§ Instructions to follow
Where the records below reach the line containing "Target: black snapback cap", start transcribing, and end with the line containing "Target: red cap", exactly and with nothing else added.

§ Input for this task
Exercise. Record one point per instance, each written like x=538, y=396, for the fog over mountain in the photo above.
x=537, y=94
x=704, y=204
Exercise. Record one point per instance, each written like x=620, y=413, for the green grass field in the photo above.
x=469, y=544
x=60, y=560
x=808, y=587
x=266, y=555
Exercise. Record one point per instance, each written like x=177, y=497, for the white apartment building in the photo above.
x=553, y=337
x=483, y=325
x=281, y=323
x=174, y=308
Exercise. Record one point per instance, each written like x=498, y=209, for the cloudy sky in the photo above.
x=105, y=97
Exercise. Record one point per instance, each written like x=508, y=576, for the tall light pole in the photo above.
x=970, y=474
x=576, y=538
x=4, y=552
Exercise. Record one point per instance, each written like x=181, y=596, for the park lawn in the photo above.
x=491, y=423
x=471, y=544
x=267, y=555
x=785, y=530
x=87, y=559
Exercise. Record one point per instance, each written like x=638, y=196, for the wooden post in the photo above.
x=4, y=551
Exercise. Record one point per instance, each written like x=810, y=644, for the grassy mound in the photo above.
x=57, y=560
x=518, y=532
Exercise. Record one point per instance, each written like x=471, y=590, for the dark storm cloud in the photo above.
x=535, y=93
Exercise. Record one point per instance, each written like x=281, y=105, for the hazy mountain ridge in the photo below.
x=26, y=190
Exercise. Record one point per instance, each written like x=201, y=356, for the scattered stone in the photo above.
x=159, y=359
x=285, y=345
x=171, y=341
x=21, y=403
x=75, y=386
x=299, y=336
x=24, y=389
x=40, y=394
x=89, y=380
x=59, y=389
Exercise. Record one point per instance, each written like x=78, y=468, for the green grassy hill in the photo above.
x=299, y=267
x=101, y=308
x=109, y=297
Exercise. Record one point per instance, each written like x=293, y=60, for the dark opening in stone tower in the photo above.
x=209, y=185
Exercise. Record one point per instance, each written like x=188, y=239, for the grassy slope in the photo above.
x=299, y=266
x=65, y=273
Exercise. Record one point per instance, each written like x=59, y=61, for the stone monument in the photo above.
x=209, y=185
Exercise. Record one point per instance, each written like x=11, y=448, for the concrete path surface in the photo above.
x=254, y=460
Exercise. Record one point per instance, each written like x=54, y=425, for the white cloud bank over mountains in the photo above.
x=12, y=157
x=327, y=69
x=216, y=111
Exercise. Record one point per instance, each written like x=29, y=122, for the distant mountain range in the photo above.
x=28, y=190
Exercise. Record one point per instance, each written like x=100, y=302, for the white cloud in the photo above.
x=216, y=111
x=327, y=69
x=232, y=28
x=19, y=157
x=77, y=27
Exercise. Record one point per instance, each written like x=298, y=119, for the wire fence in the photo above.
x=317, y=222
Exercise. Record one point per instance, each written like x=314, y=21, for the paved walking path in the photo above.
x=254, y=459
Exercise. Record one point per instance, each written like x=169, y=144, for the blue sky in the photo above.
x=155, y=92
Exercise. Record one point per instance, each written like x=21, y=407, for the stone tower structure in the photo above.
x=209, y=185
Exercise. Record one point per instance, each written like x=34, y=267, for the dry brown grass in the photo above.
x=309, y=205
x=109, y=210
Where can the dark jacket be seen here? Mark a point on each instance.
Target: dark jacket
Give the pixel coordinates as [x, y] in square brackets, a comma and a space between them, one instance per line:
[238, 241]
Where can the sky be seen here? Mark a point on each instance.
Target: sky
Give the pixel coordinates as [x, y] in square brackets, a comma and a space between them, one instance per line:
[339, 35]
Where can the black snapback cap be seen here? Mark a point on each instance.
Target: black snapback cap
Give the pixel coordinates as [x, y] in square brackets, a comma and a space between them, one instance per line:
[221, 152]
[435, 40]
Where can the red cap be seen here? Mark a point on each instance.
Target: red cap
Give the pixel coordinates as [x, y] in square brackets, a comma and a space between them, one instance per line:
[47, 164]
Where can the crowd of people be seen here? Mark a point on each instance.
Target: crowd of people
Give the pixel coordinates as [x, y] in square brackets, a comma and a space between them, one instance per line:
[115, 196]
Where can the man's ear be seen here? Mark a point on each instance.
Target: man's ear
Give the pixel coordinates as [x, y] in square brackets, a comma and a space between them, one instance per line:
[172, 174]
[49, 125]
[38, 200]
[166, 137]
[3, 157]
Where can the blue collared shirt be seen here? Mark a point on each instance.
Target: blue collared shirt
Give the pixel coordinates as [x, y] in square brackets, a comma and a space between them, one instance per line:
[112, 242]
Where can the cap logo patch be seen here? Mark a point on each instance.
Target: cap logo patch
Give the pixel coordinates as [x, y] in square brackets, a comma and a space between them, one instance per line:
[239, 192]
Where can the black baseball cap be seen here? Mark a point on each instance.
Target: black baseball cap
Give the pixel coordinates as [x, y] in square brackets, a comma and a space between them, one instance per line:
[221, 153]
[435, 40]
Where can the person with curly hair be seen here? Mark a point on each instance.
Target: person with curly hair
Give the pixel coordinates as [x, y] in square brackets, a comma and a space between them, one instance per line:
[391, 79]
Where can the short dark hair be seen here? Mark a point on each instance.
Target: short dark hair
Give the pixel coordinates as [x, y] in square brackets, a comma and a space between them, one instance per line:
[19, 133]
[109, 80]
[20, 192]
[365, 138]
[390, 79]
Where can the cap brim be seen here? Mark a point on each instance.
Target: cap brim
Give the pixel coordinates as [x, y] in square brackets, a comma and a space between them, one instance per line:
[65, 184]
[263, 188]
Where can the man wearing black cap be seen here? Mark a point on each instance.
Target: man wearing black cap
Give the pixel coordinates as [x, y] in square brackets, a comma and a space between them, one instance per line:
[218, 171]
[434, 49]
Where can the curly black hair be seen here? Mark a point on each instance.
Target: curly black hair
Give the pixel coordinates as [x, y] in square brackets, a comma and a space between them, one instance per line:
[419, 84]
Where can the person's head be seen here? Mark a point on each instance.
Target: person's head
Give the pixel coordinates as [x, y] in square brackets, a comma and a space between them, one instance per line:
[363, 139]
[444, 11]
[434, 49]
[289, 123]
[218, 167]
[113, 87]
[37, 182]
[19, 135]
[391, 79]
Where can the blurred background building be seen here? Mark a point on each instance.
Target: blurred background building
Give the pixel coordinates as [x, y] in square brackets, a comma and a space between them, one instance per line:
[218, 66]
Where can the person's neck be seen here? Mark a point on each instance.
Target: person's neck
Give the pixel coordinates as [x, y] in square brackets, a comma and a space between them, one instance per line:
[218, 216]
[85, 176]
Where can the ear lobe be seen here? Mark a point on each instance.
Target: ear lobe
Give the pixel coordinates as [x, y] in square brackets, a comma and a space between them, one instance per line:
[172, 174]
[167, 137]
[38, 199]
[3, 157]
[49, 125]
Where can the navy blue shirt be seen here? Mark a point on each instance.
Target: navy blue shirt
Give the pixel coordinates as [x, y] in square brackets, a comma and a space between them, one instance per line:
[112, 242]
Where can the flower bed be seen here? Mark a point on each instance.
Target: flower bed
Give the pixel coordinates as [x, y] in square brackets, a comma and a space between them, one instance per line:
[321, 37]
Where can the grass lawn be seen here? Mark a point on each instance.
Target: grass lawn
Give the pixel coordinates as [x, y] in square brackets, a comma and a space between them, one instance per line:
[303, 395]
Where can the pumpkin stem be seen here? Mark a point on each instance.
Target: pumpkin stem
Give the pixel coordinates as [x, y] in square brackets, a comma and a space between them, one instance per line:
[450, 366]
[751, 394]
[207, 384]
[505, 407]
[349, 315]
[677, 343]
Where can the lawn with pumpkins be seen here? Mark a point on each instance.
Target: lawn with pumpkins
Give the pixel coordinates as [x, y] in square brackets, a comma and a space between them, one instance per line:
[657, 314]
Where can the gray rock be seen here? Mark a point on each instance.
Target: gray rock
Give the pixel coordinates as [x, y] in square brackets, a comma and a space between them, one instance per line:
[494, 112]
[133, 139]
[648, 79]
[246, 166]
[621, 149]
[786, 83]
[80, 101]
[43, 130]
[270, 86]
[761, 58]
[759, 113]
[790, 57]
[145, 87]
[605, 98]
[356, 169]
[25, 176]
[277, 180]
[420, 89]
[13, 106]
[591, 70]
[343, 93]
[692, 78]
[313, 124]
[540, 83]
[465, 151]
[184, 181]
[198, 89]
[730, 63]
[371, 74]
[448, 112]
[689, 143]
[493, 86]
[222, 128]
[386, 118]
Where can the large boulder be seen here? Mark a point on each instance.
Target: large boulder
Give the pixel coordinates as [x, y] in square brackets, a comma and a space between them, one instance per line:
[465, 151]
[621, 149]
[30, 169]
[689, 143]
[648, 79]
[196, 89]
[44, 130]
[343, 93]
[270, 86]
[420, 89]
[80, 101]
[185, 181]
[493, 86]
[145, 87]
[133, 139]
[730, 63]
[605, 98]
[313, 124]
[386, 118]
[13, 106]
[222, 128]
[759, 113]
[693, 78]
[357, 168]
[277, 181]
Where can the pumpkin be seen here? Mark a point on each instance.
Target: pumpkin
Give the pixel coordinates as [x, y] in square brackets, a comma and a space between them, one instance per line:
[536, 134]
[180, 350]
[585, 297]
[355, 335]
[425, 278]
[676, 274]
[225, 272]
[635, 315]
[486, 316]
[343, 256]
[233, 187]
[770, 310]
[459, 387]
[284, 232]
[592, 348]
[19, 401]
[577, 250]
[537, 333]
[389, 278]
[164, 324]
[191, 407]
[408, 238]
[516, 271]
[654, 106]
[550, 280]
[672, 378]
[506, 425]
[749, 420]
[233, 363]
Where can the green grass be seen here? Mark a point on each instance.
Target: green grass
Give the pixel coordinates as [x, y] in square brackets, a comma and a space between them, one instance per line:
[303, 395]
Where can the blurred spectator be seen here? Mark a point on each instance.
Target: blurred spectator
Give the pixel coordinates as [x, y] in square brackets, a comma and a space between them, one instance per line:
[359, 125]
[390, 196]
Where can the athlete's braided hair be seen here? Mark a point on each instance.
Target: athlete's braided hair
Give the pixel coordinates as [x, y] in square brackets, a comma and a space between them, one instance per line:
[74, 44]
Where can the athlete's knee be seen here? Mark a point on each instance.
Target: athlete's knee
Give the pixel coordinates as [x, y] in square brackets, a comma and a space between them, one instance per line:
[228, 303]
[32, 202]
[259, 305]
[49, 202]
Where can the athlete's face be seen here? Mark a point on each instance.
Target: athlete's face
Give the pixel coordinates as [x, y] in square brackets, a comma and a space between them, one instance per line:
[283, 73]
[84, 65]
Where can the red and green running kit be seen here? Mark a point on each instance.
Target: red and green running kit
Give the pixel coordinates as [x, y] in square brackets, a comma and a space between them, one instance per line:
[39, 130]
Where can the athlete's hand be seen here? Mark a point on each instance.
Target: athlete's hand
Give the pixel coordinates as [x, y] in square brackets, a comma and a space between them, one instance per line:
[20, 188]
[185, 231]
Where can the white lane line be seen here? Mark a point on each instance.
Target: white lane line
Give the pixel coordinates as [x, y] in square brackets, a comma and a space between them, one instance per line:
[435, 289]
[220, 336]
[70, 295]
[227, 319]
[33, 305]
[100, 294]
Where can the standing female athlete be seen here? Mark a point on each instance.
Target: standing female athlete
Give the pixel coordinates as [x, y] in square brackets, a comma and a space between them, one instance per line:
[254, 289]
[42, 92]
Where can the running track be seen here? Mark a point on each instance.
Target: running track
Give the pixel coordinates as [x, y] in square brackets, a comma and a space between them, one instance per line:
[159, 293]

§ Exercise solution
Target: black snapback cap
Give the pixel coordinates as [x, y] in square brackets, a comma and a space between them, one instance per line:
[221, 152]
[435, 40]
Where can the red cap be seen here? Mark a point on each instance.
Target: red cap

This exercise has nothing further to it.